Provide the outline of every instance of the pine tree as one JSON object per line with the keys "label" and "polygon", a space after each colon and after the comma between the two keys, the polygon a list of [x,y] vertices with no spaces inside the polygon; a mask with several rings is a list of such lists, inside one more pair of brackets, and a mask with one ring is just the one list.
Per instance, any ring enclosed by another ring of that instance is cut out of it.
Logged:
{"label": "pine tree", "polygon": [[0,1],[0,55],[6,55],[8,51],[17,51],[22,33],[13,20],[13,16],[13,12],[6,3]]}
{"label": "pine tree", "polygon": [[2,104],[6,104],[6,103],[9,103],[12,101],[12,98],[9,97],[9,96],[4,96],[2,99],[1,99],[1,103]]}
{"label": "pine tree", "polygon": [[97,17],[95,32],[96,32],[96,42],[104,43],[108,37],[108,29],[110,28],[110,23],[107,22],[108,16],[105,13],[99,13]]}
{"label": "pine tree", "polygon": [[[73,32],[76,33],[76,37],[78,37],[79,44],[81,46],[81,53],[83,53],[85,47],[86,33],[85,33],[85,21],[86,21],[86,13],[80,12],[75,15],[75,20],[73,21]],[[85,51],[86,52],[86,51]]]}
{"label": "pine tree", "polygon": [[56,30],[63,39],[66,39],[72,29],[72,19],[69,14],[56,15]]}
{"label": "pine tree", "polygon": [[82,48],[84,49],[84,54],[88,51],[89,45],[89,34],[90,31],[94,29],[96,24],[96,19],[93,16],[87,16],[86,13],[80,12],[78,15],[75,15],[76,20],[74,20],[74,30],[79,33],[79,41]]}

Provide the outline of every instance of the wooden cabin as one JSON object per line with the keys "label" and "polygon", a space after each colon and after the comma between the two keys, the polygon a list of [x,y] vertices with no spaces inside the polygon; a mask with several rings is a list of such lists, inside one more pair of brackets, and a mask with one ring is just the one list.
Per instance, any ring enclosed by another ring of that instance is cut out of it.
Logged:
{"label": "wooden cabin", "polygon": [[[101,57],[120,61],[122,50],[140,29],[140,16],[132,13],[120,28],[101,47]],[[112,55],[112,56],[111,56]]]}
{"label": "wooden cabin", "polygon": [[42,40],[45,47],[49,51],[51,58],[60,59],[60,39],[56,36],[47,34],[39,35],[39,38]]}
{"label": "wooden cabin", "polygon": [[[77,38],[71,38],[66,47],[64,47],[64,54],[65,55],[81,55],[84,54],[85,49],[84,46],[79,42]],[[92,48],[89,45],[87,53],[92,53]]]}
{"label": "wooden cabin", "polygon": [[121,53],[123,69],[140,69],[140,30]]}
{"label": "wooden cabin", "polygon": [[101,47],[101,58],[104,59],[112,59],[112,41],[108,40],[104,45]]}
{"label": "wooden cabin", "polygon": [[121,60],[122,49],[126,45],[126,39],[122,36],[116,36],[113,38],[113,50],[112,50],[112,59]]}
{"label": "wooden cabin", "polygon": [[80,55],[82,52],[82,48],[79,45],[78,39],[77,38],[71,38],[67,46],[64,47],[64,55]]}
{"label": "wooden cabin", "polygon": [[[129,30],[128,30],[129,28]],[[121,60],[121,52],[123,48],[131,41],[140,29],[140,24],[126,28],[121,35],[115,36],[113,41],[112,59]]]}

=-=-=

Line count for the string "space": state how many lines in the data contain it, and output nothing else.

2